Part of a data file
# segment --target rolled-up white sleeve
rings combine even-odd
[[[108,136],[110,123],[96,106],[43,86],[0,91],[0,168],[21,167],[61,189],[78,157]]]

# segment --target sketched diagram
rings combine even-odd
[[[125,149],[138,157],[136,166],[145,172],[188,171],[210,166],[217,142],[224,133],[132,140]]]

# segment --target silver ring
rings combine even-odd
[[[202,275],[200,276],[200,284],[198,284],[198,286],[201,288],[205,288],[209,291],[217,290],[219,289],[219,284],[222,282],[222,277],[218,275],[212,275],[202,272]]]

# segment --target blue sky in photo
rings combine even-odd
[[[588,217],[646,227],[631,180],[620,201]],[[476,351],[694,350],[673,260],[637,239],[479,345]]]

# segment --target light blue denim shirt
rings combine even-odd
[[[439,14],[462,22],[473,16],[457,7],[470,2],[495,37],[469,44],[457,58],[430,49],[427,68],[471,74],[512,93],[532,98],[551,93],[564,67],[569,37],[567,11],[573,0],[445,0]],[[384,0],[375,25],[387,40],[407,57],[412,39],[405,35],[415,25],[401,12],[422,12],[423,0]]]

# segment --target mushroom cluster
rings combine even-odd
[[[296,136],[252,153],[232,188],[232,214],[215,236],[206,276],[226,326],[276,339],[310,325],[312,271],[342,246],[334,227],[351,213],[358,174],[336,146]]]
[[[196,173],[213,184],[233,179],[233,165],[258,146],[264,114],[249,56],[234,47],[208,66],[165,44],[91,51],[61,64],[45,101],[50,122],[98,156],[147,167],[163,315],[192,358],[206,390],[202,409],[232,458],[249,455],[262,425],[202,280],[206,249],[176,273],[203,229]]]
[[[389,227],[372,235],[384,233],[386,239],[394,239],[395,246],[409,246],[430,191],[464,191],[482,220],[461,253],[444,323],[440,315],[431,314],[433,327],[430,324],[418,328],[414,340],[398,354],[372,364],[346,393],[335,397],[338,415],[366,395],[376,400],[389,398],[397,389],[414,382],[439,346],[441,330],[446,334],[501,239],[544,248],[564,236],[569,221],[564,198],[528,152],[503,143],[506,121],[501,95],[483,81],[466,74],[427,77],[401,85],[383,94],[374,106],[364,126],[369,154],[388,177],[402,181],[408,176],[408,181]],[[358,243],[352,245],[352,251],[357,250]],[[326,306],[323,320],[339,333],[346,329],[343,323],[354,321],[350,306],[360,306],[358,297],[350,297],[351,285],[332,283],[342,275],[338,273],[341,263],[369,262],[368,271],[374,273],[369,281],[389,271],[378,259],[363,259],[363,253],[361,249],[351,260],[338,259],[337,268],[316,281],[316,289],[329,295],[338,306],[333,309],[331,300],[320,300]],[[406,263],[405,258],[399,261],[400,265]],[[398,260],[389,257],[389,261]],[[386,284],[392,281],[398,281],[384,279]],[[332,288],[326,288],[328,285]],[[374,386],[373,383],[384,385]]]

> [Directive]:
All of the lines above must be returned exactly.

> [Exercise response]:
# segment --target rolled-up white sleeve
rings combine even-odd
[[[108,136],[110,123],[96,106],[43,86],[0,91],[0,168],[21,167],[61,189],[78,157]]]

# segment --target sketched diagram
rings combine even-odd
[[[125,149],[138,157],[136,166],[145,172],[188,171],[210,166],[217,142],[224,133],[132,140]]]

# segment --target silver ring
rings combine even-odd
[[[202,275],[200,276],[200,284],[198,284],[198,286],[201,288],[205,288],[209,291],[217,290],[219,289],[219,284],[222,282],[222,277],[218,275],[212,275],[202,272]]]

# segment --target blue sky in photo
rings combine even-odd
[[[588,217],[646,227],[631,180],[620,201]],[[476,351],[694,350],[673,260],[637,239],[479,345]]]

# segment --target light blue denim shirt
rings combine even-odd
[[[439,14],[462,22],[473,16],[457,7],[470,2],[495,37],[469,44],[457,58],[430,49],[427,68],[471,74],[512,93],[532,98],[551,93],[564,67],[569,37],[567,11],[573,0],[445,0]],[[384,0],[375,25],[387,40],[407,57],[412,39],[405,35],[415,25],[401,12],[422,12],[423,0]]]

# segment --target mushroom cluster
rings combine even-odd
[[[296,136],[252,153],[232,188],[232,214],[215,236],[206,276],[226,326],[276,339],[310,325],[312,271],[342,246],[334,227],[351,213],[358,174],[336,146]]]
[[[196,173],[213,184],[233,179],[233,165],[258,146],[264,114],[249,56],[234,47],[208,66],[165,44],[91,51],[61,64],[45,101],[50,122],[98,156],[147,167],[163,315],[192,358],[206,390],[202,409],[232,458],[249,455],[262,425],[202,280],[206,249],[176,273],[203,229]]]
[[[389,227],[372,235],[384,233],[386,239],[394,239],[395,246],[409,246],[430,191],[464,191],[482,220],[461,253],[444,323],[440,315],[431,314],[433,327],[430,324],[418,328],[414,340],[398,354],[372,364],[346,393],[335,397],[338,415],[366,395],[376,400],[389,398],[397,389],[414,382],[439,346],[441,330],[446,334],[501,239],[544,248],[564,236],[569,221],[564,198],[528,152],[503,143],[506,121],[501,95],[483,81],[466,74],[427,77],[401,85],[383,94],[374,106],[364,126],[369,154],[388,177],[402,181],[408,176],[408,181]],[[358,243],[352,245],[352,251],[357,250]],[[326,306],[323,320],[339,333],[346,329],[343,323],[354,321],[350,306],[360,306],[358,297],[350,297],[351,285],[332,283],[342,275],[338,273],[341,263],[369,262],[368,271],[374,273],[369,281],[389,271],[378,259],[363,259],[363,253],[361,249],[351,260],[338,259],[337,268],[316,281],[316,289],[329,295],[338,306],[333,309],[331,300],[320,300]],[[406,263],[405,258],[399,261],[400,265]],[[398,260],[389,257],[389,261]],[[386,284],[392,281],[398,281],[384,279]],[[332,288],[326,288],[328,285]],[[374,386],[373,383],[384,385]]]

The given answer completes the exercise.